#### Recorded data ####
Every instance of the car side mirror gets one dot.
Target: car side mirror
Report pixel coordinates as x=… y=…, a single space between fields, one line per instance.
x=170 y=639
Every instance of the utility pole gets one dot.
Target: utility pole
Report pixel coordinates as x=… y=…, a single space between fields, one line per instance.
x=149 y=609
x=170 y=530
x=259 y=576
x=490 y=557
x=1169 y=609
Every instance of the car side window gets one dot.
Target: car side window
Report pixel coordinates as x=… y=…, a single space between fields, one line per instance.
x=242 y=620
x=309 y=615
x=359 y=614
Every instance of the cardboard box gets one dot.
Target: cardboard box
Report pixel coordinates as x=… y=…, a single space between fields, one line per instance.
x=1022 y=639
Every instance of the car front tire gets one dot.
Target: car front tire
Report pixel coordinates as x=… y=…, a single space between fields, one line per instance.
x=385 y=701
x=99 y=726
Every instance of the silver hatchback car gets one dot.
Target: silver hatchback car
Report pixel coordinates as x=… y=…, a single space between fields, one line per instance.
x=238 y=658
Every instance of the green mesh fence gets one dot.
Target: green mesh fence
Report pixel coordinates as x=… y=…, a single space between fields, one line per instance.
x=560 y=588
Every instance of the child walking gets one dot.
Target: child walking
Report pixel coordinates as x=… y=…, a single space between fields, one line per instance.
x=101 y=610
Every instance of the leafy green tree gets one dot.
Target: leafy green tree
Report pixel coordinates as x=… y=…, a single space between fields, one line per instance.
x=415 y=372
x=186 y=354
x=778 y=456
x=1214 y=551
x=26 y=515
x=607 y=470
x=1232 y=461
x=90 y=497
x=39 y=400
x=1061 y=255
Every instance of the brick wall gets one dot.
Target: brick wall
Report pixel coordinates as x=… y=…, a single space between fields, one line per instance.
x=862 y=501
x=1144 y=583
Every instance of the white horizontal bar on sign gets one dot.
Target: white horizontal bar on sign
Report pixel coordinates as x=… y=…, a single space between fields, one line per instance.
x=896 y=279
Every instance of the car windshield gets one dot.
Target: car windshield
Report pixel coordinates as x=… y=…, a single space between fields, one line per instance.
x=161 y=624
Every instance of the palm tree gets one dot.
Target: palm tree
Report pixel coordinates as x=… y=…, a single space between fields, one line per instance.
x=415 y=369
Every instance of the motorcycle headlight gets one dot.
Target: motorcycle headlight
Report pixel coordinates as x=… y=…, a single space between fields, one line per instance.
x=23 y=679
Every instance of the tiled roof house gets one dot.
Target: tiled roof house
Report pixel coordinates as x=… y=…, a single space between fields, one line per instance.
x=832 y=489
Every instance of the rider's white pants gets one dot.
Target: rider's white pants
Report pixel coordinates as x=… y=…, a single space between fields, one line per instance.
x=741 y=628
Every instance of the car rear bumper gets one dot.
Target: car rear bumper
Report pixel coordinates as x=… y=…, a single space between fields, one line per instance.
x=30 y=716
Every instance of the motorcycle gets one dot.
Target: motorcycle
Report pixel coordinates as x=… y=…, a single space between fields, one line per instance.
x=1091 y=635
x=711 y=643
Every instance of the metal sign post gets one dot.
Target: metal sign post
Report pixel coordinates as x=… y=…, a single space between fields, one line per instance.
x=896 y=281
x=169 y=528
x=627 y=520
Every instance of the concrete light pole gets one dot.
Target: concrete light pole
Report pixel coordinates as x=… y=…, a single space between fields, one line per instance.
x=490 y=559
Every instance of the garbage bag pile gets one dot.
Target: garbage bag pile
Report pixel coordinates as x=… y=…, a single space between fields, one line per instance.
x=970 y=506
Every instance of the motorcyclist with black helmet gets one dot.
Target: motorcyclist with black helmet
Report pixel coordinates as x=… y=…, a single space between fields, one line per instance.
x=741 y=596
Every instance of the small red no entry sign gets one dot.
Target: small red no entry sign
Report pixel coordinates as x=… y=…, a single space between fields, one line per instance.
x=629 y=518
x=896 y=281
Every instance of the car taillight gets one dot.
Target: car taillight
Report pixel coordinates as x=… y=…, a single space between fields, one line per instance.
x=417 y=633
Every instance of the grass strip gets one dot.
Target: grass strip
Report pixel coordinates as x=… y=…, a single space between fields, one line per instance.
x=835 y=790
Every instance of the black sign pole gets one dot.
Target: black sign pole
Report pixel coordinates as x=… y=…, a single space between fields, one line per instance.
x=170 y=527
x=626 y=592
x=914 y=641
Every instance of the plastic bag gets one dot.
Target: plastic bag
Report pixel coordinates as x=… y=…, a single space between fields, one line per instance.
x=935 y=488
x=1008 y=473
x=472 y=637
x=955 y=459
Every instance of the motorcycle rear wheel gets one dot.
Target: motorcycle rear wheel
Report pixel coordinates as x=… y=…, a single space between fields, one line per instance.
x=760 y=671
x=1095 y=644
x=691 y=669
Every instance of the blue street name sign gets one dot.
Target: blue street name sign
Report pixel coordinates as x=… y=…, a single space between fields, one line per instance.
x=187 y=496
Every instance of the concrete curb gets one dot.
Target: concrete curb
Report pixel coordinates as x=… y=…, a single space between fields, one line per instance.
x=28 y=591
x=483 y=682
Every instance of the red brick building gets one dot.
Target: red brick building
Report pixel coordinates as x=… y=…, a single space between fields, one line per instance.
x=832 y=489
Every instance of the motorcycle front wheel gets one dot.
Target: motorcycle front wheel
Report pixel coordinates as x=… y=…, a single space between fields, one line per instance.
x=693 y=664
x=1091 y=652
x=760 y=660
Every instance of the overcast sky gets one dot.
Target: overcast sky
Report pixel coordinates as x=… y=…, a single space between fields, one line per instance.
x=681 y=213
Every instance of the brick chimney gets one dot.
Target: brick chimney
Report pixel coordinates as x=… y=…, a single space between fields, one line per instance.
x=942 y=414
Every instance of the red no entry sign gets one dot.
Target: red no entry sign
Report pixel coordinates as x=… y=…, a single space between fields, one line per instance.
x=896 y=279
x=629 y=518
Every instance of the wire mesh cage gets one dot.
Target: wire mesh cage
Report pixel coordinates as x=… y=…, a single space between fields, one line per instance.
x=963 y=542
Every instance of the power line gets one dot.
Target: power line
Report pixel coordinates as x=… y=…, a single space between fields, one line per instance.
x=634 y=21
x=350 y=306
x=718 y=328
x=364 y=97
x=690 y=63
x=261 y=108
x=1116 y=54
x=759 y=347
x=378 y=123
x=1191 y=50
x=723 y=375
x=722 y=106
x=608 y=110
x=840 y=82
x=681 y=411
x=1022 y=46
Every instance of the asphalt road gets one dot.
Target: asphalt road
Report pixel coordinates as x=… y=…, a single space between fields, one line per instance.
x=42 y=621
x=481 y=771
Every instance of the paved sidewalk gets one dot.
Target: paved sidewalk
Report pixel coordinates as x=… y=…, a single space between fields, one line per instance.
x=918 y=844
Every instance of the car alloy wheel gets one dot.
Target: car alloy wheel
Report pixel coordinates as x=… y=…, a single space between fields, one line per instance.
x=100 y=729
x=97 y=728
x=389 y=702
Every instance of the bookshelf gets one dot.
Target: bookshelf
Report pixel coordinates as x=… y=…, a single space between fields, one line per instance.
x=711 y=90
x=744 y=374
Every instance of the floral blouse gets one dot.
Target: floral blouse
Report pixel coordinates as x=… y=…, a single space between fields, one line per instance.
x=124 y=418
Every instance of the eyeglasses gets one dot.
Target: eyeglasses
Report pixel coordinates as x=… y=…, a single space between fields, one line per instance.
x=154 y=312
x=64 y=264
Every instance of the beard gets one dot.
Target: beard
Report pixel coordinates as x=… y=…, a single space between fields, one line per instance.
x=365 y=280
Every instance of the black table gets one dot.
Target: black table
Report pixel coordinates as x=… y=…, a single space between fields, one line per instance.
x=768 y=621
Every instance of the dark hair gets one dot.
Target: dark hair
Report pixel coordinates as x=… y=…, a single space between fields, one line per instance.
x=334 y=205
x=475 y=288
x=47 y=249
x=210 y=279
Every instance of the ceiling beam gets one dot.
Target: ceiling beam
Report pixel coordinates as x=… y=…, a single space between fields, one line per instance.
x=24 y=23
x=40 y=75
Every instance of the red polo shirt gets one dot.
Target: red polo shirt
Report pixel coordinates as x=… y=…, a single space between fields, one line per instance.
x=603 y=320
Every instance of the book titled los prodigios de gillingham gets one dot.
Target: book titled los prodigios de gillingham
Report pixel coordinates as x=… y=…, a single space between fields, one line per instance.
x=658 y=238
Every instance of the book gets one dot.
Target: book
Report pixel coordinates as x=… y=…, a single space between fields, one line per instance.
####
- **Required task**: Repeat the records word for word, beginning with the first line and continuing through the line containing "x=170 y=639". Include that line.

- **Answer for this exercise**:
Every instance of the car side mirror gets one dot.
Target: car side mirror
Report pixel coordinates as x=… y=…, a single space between fields, one line per instance.
x=170 y=639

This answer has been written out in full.